> [MATERIAL PROVIDED]
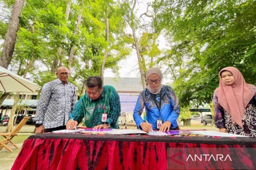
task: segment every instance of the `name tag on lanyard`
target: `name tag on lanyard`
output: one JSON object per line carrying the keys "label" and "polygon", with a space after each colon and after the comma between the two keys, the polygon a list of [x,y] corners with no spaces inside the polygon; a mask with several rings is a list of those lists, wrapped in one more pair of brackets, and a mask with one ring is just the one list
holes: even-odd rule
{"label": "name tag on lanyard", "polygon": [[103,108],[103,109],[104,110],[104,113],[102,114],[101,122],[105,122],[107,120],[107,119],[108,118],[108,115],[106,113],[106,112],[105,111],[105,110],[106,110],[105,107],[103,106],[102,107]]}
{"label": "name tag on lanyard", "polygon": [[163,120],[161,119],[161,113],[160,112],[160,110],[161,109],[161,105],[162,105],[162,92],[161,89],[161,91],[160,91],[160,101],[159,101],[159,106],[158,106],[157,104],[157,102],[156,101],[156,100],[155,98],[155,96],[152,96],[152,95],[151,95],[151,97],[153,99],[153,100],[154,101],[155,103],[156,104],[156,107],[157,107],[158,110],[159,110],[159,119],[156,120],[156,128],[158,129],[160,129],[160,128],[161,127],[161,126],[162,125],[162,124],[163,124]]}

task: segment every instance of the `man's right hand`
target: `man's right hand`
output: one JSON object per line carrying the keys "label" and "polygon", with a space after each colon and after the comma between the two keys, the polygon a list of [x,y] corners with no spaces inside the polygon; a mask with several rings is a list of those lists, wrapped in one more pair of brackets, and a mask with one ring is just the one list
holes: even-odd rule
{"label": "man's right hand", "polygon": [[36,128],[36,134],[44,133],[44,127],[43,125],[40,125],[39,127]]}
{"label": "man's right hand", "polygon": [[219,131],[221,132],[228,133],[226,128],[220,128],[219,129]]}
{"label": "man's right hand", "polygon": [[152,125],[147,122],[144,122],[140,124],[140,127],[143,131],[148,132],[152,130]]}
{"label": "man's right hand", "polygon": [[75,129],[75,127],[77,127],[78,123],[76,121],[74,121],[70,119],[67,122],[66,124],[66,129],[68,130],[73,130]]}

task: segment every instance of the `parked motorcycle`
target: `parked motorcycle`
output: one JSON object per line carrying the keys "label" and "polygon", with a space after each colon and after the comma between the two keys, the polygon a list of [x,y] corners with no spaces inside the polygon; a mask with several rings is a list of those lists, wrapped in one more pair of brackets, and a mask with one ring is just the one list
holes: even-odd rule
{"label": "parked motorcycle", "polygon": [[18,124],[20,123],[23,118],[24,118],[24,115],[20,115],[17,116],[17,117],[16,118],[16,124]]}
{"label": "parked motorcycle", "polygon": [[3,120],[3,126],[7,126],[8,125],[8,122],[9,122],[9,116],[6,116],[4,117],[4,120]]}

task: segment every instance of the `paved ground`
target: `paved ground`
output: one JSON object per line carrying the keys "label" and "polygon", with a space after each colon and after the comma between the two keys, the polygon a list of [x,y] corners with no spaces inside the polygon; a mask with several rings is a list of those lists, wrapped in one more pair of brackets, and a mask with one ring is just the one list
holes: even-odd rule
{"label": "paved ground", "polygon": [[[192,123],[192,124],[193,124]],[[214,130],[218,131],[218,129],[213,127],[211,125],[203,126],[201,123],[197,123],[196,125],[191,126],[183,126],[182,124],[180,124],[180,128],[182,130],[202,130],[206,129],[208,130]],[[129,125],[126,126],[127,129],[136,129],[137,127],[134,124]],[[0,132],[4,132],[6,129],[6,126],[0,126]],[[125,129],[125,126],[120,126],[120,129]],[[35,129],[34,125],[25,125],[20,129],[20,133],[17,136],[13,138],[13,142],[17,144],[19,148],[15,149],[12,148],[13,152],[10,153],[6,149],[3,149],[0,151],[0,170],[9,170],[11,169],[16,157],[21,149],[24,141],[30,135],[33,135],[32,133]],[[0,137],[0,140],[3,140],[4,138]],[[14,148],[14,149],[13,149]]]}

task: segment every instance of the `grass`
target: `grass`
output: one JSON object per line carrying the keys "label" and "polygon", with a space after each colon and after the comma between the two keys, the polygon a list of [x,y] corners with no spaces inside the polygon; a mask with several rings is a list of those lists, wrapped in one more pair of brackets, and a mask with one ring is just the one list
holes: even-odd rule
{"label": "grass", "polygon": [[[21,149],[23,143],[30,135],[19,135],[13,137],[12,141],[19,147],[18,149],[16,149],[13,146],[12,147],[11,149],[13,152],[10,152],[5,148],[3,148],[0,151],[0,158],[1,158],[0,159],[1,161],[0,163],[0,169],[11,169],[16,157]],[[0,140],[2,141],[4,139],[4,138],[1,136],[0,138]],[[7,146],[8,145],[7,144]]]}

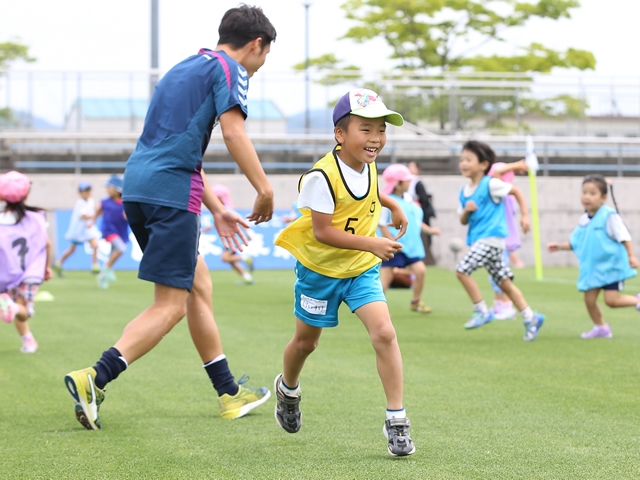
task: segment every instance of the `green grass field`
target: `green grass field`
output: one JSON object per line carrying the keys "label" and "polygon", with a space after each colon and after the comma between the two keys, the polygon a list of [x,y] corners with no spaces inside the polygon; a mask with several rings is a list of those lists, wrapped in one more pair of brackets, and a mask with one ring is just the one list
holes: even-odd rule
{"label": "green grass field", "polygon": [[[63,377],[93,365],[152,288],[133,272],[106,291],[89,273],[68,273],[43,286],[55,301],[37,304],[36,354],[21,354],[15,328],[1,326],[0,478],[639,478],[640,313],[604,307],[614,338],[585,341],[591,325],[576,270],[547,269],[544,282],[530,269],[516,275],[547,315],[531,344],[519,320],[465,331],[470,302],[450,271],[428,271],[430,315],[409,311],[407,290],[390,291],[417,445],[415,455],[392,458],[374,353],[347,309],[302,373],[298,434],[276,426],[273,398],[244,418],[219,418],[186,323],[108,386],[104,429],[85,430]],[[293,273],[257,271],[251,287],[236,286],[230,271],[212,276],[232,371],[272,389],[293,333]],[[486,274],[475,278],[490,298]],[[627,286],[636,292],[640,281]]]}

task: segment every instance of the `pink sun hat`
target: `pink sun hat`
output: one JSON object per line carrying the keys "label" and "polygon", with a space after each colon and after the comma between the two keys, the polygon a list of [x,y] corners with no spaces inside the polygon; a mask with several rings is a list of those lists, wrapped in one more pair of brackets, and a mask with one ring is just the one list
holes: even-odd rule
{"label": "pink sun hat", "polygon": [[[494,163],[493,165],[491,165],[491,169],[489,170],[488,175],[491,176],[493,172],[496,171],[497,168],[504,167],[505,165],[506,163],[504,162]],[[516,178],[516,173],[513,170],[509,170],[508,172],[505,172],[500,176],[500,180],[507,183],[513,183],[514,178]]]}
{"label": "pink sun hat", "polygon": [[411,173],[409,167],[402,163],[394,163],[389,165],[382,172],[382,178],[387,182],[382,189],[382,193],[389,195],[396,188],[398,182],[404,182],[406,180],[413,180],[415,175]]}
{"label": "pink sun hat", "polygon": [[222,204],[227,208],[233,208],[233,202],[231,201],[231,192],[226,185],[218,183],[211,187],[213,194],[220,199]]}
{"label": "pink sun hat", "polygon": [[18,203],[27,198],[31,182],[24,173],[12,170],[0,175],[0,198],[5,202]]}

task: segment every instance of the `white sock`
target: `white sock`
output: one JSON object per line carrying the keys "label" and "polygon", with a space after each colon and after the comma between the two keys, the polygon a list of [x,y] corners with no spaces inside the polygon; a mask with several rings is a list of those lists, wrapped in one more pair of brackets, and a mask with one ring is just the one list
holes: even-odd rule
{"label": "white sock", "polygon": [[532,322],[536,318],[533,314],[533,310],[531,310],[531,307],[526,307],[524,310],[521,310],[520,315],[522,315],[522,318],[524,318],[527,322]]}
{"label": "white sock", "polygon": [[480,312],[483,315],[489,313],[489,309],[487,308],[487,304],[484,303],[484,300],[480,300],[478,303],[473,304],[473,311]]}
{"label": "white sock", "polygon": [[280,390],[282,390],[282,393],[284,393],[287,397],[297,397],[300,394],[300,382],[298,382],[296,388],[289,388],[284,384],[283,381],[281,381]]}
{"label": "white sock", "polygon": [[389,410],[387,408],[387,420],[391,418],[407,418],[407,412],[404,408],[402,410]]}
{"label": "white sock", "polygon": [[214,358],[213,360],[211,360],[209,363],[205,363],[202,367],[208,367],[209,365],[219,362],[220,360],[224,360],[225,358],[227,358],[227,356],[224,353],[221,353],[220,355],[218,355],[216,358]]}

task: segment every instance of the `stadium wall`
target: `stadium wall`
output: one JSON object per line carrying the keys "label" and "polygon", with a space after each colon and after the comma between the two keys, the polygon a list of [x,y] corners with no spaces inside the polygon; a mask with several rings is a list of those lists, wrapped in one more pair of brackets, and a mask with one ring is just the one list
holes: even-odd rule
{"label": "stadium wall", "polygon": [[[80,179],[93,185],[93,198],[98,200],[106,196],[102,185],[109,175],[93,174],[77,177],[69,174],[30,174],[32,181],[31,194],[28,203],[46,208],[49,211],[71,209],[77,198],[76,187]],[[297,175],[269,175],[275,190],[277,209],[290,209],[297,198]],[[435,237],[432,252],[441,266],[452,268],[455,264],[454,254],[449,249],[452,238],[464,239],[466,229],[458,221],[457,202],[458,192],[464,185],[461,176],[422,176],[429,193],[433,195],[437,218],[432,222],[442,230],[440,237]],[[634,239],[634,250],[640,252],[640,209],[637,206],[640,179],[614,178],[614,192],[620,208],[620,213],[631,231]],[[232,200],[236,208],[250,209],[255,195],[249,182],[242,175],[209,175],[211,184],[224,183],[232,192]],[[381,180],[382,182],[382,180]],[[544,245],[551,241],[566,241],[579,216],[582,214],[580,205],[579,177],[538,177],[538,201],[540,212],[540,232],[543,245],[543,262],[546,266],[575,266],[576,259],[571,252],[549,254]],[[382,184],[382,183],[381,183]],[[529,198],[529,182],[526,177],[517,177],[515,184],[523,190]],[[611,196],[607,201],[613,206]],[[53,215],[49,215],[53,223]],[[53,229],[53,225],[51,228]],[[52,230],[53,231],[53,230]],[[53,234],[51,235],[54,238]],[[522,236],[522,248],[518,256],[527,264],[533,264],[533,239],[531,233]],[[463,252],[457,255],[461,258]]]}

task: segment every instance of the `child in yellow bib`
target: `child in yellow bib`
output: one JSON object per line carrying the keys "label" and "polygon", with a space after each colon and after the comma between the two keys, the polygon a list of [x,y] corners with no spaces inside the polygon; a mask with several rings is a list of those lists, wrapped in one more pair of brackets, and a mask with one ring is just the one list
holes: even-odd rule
...
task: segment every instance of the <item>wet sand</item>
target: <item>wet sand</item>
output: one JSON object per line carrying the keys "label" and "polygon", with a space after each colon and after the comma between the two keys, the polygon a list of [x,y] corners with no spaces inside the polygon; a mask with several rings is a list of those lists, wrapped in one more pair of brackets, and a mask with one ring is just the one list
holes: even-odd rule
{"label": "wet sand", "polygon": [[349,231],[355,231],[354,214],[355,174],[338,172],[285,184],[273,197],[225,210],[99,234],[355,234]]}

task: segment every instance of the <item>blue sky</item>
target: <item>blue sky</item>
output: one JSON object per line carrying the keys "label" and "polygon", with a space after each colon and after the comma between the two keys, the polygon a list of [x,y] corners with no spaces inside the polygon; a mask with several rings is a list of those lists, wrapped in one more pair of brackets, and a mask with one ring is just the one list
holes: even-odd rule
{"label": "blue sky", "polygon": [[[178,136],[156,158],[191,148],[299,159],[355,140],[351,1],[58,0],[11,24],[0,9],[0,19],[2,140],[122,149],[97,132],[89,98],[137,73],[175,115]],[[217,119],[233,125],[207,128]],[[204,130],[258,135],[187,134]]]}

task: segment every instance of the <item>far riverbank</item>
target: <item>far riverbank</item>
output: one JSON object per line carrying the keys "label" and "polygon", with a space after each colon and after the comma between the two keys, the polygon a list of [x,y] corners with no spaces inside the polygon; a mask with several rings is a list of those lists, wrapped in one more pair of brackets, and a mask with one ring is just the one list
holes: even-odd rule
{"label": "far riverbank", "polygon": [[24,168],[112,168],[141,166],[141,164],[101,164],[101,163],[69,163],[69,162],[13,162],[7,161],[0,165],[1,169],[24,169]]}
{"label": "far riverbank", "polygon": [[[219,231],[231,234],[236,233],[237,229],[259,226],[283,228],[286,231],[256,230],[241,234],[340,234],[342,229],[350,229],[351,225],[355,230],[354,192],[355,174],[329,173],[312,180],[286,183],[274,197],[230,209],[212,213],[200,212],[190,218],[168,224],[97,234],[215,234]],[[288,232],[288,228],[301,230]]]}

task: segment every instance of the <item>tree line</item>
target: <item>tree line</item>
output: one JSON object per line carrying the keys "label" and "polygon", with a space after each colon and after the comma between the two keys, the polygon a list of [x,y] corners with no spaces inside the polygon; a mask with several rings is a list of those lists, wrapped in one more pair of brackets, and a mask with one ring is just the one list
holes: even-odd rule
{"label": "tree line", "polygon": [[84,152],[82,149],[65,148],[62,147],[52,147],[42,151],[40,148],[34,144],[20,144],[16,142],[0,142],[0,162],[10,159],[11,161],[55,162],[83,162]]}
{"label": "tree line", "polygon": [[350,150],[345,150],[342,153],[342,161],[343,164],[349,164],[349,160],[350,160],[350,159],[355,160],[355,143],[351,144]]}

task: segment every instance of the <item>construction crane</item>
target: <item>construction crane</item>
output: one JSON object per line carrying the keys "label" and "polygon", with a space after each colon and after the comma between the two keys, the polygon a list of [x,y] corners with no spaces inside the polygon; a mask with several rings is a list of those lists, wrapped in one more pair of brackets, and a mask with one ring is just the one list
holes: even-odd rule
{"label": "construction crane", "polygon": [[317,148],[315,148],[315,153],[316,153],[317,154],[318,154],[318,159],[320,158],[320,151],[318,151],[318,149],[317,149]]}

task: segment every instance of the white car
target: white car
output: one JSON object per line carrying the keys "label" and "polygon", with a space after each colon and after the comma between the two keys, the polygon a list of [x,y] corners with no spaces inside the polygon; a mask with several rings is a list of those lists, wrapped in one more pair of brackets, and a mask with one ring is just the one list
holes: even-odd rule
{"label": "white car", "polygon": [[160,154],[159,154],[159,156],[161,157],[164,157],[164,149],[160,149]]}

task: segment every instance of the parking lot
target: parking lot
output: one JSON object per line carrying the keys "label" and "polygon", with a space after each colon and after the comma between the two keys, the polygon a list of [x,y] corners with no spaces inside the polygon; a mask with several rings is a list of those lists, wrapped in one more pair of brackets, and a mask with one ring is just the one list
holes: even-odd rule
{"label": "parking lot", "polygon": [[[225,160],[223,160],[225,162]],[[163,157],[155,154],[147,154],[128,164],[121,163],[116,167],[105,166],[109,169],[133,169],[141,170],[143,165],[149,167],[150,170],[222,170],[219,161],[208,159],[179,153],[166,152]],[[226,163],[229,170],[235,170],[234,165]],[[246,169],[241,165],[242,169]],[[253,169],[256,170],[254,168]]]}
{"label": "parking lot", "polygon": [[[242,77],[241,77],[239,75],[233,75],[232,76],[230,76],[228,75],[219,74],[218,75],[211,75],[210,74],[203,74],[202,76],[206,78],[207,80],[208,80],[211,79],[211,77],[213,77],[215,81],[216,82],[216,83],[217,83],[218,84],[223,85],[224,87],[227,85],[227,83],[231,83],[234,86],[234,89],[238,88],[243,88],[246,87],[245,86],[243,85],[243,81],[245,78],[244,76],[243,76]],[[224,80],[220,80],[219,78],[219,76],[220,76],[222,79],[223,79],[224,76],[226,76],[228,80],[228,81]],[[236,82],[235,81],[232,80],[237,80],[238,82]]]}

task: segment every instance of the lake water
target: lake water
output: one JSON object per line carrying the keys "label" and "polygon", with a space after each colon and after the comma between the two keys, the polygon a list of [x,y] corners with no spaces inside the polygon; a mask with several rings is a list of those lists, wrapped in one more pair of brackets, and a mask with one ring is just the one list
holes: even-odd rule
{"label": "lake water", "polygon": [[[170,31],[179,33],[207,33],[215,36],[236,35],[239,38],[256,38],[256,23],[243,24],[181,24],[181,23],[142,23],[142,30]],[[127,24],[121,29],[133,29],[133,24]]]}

> [DESCRIPTION OF THE TASK] Render as a Markdown table the lines of the listing above, starting with the line that contains "task: segment every instance of the <item>far" and going on through the line that contains "target: <item>far riverbank</item>". Use the columns Row and Text, number each line in Row, and leave out any blank lines.

> [SOLUTION FOR THIS PROBLEM]
| Row | Text |
|---|---|
| 1 | task: segment every instance of the <item>far riverbank</item> |
| 2 | target: <item>far riverbank</item> |